▶
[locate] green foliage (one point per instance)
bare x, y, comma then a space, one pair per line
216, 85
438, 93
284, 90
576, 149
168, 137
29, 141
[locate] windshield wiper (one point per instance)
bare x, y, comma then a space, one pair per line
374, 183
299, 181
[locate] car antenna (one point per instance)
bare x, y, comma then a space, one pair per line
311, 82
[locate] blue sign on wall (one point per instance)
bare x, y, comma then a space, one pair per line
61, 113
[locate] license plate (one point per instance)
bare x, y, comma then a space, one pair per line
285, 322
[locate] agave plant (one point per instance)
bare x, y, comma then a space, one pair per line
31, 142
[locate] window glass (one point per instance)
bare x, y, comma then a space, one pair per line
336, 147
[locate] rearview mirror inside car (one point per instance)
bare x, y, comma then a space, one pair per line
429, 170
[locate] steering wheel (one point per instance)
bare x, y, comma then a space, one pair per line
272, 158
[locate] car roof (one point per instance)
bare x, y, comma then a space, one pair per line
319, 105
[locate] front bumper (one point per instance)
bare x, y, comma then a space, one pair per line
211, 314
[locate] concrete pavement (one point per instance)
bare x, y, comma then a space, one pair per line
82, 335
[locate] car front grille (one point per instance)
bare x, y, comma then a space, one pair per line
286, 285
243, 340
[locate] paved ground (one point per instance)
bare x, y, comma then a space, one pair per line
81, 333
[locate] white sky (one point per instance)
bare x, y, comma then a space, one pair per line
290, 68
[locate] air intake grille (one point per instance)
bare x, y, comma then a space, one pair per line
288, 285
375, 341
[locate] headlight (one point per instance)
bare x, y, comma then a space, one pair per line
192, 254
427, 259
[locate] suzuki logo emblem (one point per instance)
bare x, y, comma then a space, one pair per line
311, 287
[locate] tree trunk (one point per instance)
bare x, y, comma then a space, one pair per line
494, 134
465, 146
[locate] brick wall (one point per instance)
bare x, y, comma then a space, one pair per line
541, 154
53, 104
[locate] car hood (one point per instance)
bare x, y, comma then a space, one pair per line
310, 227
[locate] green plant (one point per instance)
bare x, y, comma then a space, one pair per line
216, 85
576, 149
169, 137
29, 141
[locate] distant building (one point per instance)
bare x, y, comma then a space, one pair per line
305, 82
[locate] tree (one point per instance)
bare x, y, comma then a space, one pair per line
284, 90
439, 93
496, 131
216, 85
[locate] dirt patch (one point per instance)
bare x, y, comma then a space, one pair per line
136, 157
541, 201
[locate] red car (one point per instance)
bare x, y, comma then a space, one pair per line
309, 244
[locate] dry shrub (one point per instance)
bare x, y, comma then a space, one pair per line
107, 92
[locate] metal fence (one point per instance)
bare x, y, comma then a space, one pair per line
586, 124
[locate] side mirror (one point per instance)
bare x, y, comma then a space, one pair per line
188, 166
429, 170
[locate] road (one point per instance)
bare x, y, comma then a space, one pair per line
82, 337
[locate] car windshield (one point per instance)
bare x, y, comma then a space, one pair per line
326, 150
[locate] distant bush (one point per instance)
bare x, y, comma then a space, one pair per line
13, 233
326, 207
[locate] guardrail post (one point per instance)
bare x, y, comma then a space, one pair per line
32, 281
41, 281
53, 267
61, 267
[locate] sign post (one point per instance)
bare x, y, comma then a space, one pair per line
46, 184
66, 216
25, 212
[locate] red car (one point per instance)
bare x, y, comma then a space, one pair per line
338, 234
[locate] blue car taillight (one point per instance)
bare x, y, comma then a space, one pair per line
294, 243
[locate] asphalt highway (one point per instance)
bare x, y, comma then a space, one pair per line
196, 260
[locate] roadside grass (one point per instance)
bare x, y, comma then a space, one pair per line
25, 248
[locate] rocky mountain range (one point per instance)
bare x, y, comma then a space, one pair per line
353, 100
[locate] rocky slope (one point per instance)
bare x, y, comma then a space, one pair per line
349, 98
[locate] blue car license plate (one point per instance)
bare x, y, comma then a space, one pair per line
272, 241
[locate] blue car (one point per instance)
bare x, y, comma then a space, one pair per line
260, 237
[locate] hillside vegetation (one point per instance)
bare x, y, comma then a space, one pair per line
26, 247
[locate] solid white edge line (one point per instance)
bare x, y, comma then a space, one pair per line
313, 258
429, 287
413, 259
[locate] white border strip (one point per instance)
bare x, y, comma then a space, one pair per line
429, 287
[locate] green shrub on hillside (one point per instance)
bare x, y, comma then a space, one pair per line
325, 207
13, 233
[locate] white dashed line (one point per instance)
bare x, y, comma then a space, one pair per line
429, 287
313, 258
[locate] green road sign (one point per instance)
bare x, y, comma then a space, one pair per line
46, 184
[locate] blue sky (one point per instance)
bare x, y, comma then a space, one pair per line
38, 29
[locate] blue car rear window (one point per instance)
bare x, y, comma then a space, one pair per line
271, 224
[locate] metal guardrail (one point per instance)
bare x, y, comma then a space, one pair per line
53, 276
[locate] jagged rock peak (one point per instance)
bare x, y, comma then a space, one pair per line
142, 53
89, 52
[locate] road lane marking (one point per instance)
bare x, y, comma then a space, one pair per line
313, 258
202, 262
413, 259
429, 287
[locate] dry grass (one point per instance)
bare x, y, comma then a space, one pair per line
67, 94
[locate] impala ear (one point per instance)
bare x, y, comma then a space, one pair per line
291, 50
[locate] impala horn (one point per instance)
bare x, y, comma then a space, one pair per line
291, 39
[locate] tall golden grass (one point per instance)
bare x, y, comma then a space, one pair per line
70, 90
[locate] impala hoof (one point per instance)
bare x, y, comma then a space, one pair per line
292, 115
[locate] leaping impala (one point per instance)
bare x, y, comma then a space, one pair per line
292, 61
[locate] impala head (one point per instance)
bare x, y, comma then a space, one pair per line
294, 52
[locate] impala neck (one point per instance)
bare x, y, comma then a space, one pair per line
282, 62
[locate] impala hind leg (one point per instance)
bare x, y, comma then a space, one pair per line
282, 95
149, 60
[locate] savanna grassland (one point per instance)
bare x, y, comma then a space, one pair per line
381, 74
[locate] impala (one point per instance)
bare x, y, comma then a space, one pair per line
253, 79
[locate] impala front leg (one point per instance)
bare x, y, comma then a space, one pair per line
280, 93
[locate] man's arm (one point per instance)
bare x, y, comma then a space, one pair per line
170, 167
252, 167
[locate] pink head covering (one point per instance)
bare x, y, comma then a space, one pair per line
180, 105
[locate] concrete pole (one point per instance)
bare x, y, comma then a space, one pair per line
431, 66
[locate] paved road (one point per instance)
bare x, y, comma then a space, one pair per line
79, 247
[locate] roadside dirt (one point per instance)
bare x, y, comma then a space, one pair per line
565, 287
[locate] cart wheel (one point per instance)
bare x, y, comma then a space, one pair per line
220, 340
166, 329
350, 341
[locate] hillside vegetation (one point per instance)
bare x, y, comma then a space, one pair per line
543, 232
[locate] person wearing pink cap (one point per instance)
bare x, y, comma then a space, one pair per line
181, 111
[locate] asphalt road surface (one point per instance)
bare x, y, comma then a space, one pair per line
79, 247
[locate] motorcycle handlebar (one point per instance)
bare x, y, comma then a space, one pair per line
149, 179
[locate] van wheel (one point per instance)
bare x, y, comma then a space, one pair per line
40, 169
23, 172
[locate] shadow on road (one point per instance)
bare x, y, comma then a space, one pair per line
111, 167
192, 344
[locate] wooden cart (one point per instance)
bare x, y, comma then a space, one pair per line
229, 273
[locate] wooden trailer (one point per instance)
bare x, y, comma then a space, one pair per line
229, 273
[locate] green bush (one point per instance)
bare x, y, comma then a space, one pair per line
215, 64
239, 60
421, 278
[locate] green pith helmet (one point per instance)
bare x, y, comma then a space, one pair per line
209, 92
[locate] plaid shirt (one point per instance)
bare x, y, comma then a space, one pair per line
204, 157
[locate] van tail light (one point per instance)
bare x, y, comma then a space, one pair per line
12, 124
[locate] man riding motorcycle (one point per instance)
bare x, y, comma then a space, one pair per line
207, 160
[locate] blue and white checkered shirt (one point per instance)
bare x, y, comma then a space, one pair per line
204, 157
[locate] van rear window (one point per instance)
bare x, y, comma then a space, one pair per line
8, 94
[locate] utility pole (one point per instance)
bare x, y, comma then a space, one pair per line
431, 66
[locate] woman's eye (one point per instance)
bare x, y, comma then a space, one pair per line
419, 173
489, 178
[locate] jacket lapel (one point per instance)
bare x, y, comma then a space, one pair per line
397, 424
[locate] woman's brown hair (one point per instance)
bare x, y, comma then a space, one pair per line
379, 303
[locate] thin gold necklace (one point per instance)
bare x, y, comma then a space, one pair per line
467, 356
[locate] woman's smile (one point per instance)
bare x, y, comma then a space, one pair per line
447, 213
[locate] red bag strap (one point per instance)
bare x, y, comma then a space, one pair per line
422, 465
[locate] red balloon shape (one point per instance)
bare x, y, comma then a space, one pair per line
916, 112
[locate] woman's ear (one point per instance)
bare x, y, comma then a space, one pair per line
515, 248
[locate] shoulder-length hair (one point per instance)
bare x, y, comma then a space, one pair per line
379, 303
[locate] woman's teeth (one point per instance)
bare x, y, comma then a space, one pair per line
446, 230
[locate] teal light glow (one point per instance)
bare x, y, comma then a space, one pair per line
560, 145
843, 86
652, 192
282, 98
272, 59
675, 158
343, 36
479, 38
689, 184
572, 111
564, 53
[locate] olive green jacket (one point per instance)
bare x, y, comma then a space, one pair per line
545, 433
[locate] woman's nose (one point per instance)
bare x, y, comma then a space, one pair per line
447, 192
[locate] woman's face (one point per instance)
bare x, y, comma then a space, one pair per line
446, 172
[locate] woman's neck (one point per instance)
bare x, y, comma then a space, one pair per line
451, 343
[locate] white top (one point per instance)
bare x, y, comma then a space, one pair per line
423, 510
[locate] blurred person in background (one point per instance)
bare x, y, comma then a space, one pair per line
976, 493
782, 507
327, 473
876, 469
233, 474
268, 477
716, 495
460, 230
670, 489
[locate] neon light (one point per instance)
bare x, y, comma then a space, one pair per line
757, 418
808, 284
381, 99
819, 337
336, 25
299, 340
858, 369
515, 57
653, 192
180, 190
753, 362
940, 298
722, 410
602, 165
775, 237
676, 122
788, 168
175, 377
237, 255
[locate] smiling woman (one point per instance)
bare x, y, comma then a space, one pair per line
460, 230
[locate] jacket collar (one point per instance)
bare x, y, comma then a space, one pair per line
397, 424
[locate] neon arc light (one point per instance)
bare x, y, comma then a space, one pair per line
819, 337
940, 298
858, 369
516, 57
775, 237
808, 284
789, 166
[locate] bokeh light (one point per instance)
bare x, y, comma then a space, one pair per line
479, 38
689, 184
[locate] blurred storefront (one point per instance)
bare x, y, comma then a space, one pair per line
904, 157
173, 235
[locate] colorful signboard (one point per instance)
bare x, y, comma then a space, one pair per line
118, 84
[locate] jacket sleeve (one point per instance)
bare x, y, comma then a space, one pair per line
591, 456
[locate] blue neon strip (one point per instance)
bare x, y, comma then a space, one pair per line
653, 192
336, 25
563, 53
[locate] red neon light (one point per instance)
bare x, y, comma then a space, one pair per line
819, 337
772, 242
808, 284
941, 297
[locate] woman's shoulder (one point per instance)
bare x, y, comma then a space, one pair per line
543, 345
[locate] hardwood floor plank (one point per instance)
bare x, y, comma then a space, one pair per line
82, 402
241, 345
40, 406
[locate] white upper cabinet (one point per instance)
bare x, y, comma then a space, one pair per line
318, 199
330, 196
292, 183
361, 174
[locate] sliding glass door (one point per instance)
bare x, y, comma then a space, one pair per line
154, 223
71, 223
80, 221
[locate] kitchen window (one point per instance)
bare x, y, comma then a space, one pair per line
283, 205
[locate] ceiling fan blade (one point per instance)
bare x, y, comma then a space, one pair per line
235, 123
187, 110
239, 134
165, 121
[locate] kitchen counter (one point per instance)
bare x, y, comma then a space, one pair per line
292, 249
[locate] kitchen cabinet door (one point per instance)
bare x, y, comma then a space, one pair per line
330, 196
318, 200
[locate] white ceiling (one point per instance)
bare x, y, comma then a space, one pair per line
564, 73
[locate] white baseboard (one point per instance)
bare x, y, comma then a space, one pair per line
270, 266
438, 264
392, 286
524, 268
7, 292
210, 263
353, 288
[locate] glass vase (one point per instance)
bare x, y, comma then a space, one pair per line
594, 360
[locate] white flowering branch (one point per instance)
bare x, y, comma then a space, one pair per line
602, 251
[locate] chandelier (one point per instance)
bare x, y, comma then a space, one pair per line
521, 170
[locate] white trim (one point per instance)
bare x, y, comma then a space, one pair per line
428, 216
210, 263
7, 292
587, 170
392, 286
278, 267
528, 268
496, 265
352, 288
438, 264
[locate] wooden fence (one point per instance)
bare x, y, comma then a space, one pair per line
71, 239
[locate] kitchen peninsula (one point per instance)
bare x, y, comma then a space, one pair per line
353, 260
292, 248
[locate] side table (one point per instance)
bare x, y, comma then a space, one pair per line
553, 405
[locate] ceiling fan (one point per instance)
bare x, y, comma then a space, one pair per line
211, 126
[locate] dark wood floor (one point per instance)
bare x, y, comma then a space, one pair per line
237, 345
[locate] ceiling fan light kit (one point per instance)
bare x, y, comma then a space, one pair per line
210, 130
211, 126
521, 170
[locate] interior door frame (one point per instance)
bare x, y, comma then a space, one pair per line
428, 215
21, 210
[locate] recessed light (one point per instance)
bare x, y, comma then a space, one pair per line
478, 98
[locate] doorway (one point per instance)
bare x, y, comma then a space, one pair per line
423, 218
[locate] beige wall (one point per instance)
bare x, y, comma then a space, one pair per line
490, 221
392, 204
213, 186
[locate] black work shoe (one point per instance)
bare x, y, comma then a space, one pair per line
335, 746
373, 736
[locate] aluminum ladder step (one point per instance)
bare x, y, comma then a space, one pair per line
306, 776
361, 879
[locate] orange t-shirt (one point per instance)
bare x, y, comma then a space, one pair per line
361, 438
◀
### Your task
Return, exactly, the lines from the first line of the records above to the line containing "[locate] window glass", both included.

### Task solution
[locate] green foliage (one point per instance)
bare x, y, comma then a space, one pair per line
216, 85
438, 93
284, 90
576, 149
168, 137
29, 141
[locate] windshield wiper (one point per instance)
bare x, y, comma then a space, one pair per line
374, 183
299, 181
[locate] car antenna (one point per instance)
bare x, y, comma then a space, one pair per line
311, 82
[locate] blue sign on wall (one point per instance)
bare x, y, comma then a space, one pair per line
61, 113
[locate] license plate (one point per instance)
bare x, y, comma then a space, one pair per line
285, 322
[locate] agave plant (one point per instance)
bare x, y, comma then a space, one pair per line
31, 142
[locate] window glass (one point per instance)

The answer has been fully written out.